## Extrait à lire
================

Cass. com. 30 août 2023, n° 21-20.222, F-B, Mme E. et M. R. c/ CIC Ouest.

La preuve du caractère disproportionné du cautionnement apparaît telle une matière classique... et pourtant au cœur de bien des contentieux ! En outre, la publication au Bulletin de l’arrêt commenté témoigne de l’importance des « piqûres de rappel ». Les faits étaient ici relativement classiques : une banque a consenti à une société une ouverture de crédit, laquelle était garantie par le cautionnement solidaire de deux époux associés (les consorts D.), dans la limite de 280 000 euros, chacun. Par la suite, le montant de l’ouverture de crédit a été augmenté et les consorts D. se sont rendus cautions solidaires en garantie du remboursement de ce crédit, chacun dans la limite de 336 000 euros. En outre, par un acte distinct, Mme D. s’est rendu caution solidaire de la société, au profit de la banque, dans la limite de 48 000 euros et pour une durée de trente-six mois. Du fait de la défaillance de la société débitrice principale, les cautions ont été sollicitées par le créancier, lesquelles ont alors fait valoir la disproportion du cautionnement.

================

## Travail demandé
A - Répondez à ces questions d'après le commentaire d'arrêt sur la disproportion du cautionnement :
(i) Dans quelle limite chacun des époux s'est-il d'abord porté caution de l'ouverture de crédit ?
(ii) Quelle limite a été retenue pour chacun après l'augmentation du crédit ?
(iii) Pour quelle durée le cautionnement souscrit par acte distinct a-t-il été consenti ?
B - Traduisez en anglais cette phrase du commentaire d'arrêt : « Du fait de la défaillance de la société débitrice principale, les cautions ont été sollicitées par le créancier, lesquelles ont alors fait valoir la disproportion du cautionnement. »
C - Poursuivez le commentaire d'arrêt sur la disproportion du cautionnement après sa dernière phrase.
Les lignes ci-après proviennent d'une autre source que le commentaire d'arrêt.

## Extrait source
================

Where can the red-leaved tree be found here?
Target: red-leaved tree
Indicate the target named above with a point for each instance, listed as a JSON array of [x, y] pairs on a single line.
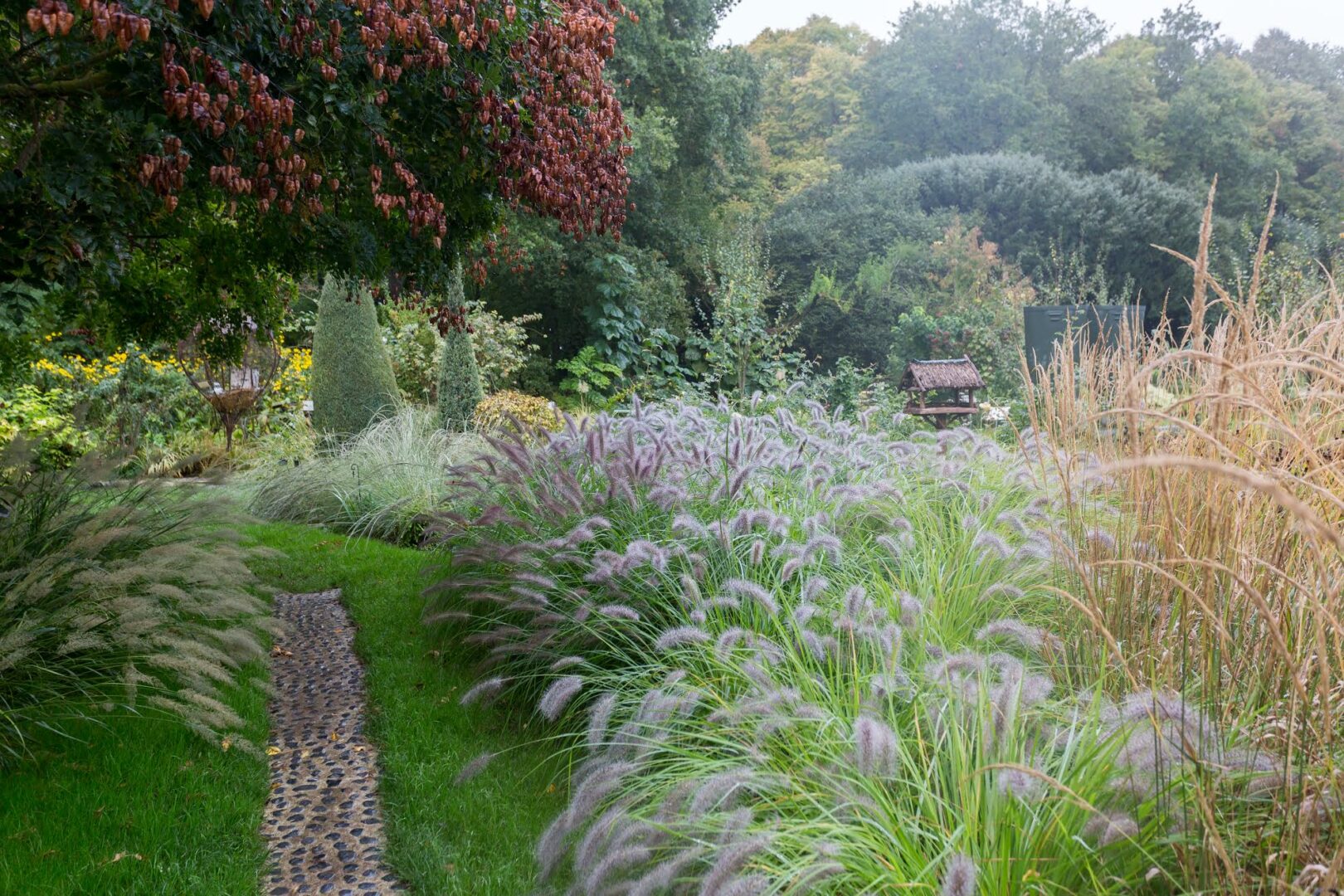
[[173, 156]]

================

## Réponses rédigées
A -
(i) 280 000 euros chacun.
(ii) 336 000 euros chacun.
(iii) Trente-six mois.

B - Because of the default of the principal debtor company, the sureties were called upon by the creditor, and they then asserted that the suretyship was disproportionate.

C -
Une difficulté majeure résidait, en l’espèce, dans le fait que la banque avait certes fait établir, aux cautions, une fiche de renseignements. Celle-ci n’était toutefois pas concomitante avec la date des engagements litigieux. En effet, et comme le faisait valoir le pourvoi en cassation, la fiche de renseignement avait été remplie le 27 janvier 2010, tandis que ses engagements de caution dataient des 22 septembre 2011 et 23 avril 2013. Pour le dernier engagement, ce sont ainsi plus de trois ans qui séparent la fiche de la convention litigieuse. Plus largement, le moyen invoqué faisait valoir « que pour apprécier la proportionnalité de l’engagement de caution à ses biens et revenus à la date de conclusion du cautionnement, le juge ne peut se référer à la fiche de renseignements remplie par la caution qu’à la condition que celle-ci soit contemporaine de la souscription du cautionnement ».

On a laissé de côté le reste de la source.